#### [AIM OF THE TASK]
Using the passage about love letters, morning dreams and work below, answer these questions:
1. What do the first stories told by the morning dreams consist of?
2. What should you pick to bring back with you from the dream?
3. Dancing gracefully through the minutes is compared to what?

The “I love you” of the Grand Yes requires everything. It needs every pebble, every grain of sand, the molecules of air, the photons, the laws of physics and chemistry, all the numbers of pi, every minute, every mind: even the tiny ones of amoebas. It needs the whole sky and all the spinning worlds. And even that cannot tell the whole of it.
Yet–and how it astonishes you when you see it—not a speck exists that does not say it all. That’s how perfect it is and wondrous.
The love letters are everywhere, in everything. Just look!
Even now, just out of sight, shy rabbits huddle in the grass, and deer, and all their cousins. Far more is happening than meets the eye.
Beneath the snow, wee miracles are hidden, curled tight inside their sheltering pods, burrowed in, floating in their secret seas.
Oh, the wondrous potentials that wait beneath the surface of things! Now they are hardly even dreams. And yet they hold the patterns and something nurtures them, something tender and wise, as they creep toward us through time.
Here on this still afternoon, you can almost hear them. In the crisp air, the diamond flakes of breeze-borne snow seem to sparkle with anticipation.
But the patient sky, keeping the rhythm of the seasons, spreads winter across the land. The miracles are meant to be exactly where they are, resting beneath this deep beauty.
In the magical space between waking and sleep, the morning dreams flow down. “Come,” they whisper, “Step inside.”
Their voice is smooth and silver, like moonlight on water, and it echoes in the tunnels of your mind, beckoning.
You must be very still now, or day will come and cover them with forgetting. But if you are very still, they will swirl over you and reveal their secret worlds.
Listen now, this is important. The first stories they tell you aren’t real; they’re only bits and pieces of your yesterdays strewn like socks on the floor. Pay them no attention.
Look for a path or a stairway, a door or an opening of some kind. Look closely at the quality of light around it; listen for faint music. Follow where it leads you. Describe to yourself what you’re seeing so you don’t sink into sleep.
Pick one object as a key and bring it back with you to help you remember. Write the dream down. Ask what it means. Listen to what it tells you.
Tomorrow, the morning dreams will flow again, in the magical space between waking and sleep. And tomorrow the door will stand open for you, and all the secret worlds will sing their songs.
What if each task was a privilege and joy, and you accomplished it with ease?
What if you decided there was no one you had to please?
What if you let your work be play? What if you thought it was fun?
Wouldn’t it wow you?
Wouldn’t it wow them?
Wouldn’t it get things done?
Imagine the magic you could perform if you took on each job with pleasure, if you dug right in as if you thought you were digging for wondrous treasure?
If you slipped into each moment with confidence and delight, imagine how smoothly things would flow, how many things would go right.
It’s all a matter of attitude. You can make things tough, you know. Or you can dance through the minutes gracefully, like grasses in the snow.

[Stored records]
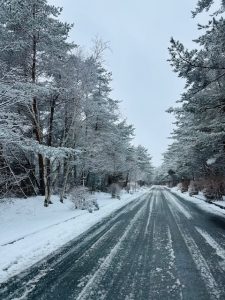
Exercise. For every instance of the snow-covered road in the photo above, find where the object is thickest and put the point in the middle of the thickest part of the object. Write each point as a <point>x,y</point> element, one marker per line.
<point>159,247</point>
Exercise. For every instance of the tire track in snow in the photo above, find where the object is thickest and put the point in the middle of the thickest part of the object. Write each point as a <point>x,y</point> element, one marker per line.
<point>220,251</point>
<point>179,207</point>
<point>97,276</point>
<point>199,260</point>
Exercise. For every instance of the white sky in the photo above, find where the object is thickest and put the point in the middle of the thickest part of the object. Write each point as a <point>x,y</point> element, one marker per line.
<point>139,32</point>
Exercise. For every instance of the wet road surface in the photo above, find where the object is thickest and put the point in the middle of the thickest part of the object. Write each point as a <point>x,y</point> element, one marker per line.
<point>157,247</point>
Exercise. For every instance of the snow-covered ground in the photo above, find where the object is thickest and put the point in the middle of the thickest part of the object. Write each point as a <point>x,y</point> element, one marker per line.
<point>201,201</point>
<point>29,232</point>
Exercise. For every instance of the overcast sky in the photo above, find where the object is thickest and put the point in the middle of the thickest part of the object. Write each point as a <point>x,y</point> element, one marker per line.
<point>139,32</point>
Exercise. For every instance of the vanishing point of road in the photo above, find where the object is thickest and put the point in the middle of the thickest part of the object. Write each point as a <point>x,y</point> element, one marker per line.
<point>157,247</point>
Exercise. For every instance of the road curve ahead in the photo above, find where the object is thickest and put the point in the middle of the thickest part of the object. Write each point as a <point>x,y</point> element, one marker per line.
<point>157,247</point>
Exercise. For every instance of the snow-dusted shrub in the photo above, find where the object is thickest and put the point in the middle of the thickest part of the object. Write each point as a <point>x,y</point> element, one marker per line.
<point>213,189</point>
<point>115,190</point>
<point>81,198</point>
<point>193,188</point>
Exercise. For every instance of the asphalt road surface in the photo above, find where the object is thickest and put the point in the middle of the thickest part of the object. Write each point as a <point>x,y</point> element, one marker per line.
<point>157,247</point>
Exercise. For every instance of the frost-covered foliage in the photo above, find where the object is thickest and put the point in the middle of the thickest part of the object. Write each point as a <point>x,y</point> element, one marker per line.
<point>59,126</point>
<point>80,196</point>
<point>198,148</point>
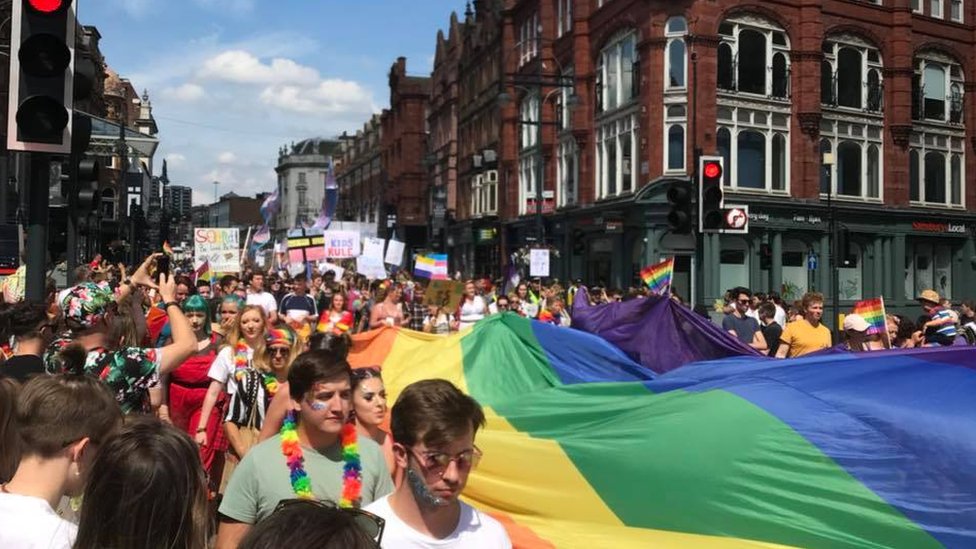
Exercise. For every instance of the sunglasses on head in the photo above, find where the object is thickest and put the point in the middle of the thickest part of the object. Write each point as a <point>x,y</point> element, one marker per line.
<point>278,351</point>
<point>370,524</point>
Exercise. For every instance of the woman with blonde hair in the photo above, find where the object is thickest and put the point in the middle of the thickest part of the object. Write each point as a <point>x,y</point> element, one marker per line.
<point>248,386</point>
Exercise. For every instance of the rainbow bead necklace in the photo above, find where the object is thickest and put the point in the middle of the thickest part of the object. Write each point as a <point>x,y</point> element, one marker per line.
<point>352,470</point>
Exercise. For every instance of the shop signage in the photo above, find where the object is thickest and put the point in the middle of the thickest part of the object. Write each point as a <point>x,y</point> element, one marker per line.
<point>935,227</point>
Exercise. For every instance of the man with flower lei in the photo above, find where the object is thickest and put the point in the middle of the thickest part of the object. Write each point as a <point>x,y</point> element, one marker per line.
<point>317,454</point>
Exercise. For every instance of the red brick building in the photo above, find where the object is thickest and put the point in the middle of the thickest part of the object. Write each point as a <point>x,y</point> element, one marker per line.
<point>882,88</point>
<point>403,140</point>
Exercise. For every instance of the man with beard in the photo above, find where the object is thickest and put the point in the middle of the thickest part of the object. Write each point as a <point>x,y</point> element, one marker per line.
<point>434,425</point>
<point>307,459</point>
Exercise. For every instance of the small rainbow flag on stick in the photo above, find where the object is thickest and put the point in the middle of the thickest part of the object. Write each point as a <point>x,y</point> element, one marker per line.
<point>872,311</point>
<point>658,276</point>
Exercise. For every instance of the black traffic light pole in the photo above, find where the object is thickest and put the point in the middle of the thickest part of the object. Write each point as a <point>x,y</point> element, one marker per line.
<point>37,219</point>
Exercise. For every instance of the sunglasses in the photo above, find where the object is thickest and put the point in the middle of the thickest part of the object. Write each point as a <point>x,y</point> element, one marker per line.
<point>371,525</point>
<point>278,351</point>
<point>437,462</point>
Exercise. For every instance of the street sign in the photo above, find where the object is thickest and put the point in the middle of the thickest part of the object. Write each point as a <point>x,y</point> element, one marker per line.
<point>735,219</point>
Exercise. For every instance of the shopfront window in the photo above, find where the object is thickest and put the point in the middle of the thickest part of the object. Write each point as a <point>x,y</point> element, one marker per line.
<point>795,273</point>
<point>928,267</point>
<point>734,260</point>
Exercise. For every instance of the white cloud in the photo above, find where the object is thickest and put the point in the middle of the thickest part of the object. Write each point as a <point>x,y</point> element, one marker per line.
<point>243,67</point>
<point>187,93</point>
<point>227,157</point>
<point>175,160</point>
<point>331,96</point>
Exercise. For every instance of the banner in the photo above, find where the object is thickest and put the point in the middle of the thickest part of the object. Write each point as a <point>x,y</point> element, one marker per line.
<point>433,266</point>
<point>444,293</point>
<point>373,247</point>
<point>219,247</point>
<point>341,244</point>
<point>325,267</point>
<point>394,252</point>
<point>539,263</point>
<point>371,267</point>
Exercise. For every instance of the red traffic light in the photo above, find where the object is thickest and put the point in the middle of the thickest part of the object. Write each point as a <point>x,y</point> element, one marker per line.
<point>712,170</point>
<point>47,6</point>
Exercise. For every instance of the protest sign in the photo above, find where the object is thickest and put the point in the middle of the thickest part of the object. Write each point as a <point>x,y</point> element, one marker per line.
<point>341,244</point>
<point>371,267</point>
<point>394,252</point>
<point>445,293</point>
<point>539,263</point>
<point>325,267</point>
<point>220,247</point>
<point>373,247</point>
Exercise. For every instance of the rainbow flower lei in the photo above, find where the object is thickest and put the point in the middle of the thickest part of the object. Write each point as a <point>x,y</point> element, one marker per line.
<point>240,359</point>
<point>352,476</point>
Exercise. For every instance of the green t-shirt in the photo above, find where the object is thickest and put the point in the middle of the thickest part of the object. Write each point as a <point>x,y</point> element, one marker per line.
<point>262,479</point>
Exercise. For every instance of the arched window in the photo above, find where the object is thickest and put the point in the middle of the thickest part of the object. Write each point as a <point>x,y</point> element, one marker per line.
<point>676,63</point>
<point>913,173</point>
<point>752,62</point>
<point>874,171</point>
<point>751,160</point>
<point>849,80</point>
<point>935,177</point>
<point>779,162</point>
<point>726,68</point>
<point>826,170</point>
<point>676,148</point>
<point>781,76</point>
<point>934,91</point>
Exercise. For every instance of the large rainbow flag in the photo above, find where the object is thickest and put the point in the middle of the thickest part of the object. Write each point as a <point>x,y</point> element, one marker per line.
<point>585,448</point>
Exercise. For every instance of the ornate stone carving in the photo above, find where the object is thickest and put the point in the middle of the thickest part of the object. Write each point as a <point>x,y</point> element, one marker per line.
<point>901,134</point>
<point>810,123</point>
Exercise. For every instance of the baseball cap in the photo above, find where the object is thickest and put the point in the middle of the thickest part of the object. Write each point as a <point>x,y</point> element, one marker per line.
<point>931,296</point>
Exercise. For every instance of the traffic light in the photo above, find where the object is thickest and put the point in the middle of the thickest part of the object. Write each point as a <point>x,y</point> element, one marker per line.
<point>679,207</point>
<point>711,171</point>
<point>41,75</point>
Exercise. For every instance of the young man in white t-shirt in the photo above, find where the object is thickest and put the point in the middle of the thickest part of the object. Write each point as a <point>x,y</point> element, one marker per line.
<point>257,296</point>
<point>434,425</point>
<point>60,421</point>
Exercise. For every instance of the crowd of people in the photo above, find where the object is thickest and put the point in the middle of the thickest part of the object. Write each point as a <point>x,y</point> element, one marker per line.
<point>150,411</point>
<point>154,411</point>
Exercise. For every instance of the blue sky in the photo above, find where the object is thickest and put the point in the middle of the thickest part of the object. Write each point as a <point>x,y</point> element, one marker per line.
<point>232,80</point>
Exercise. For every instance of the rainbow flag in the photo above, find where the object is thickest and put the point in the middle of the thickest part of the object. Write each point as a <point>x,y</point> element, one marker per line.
<point>432,266</point>
<point>658,276</point>
<point>585,448</point>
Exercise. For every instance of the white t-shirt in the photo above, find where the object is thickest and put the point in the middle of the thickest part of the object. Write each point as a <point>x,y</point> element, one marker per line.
<point>475,530</point>
<point>222,368</point>
<point>264,299</point>
<point>27,522</point>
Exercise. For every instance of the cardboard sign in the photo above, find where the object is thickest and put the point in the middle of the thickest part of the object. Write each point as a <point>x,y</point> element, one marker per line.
<point>539,263</point>
<point>370,267</point>
<point>373,247</point>
<point>394,252</point>
<point>446,293</point>
<point>341,244</point>
<point>325,267</point>
<point>221,247</point>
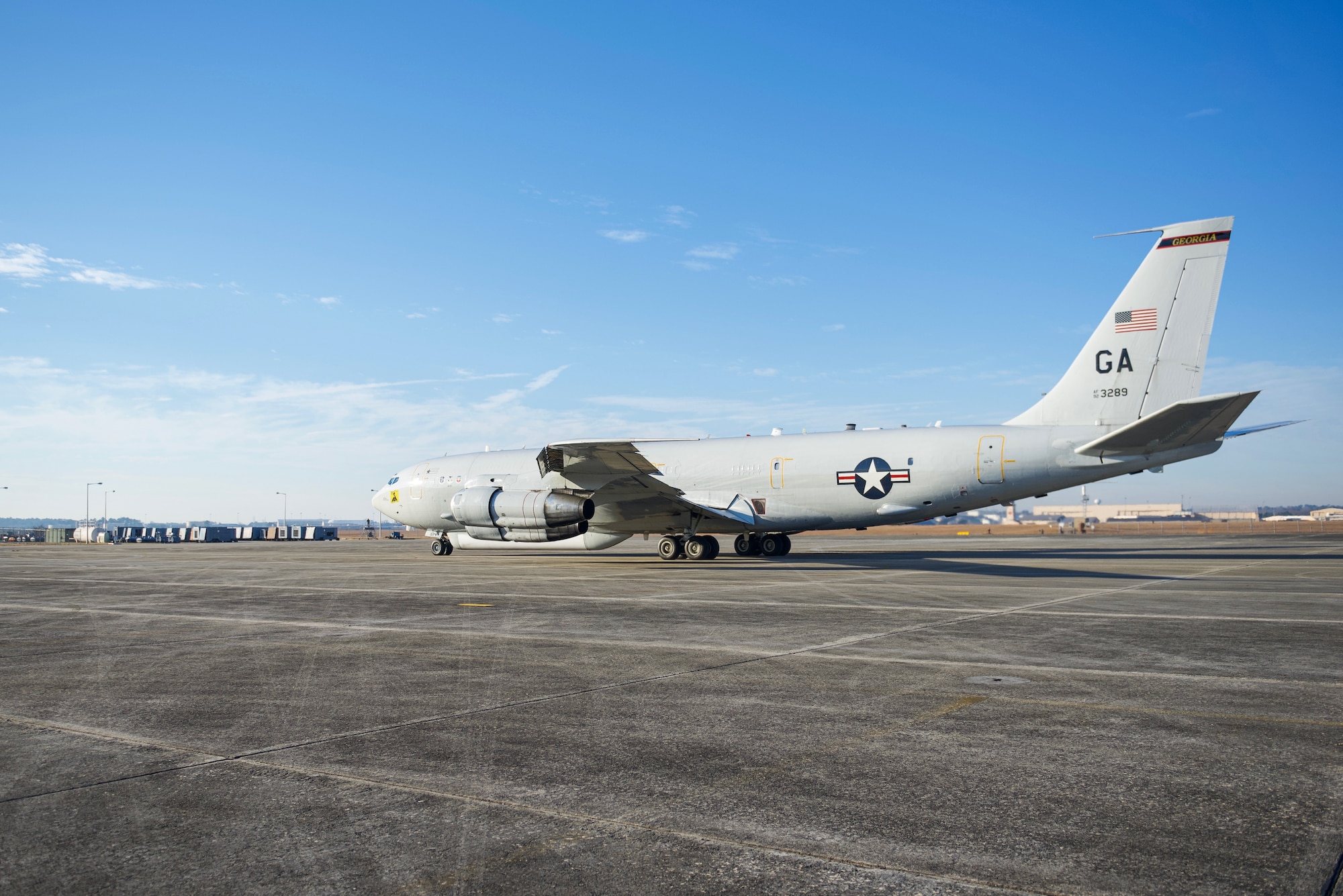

#### [RESPONSE TO THE EXERCISE]
1. Bits and pieces of your yesterdays, strewn like socks on the floor.
2. One object, as a key to help you remember.
3. Grasses in the snow.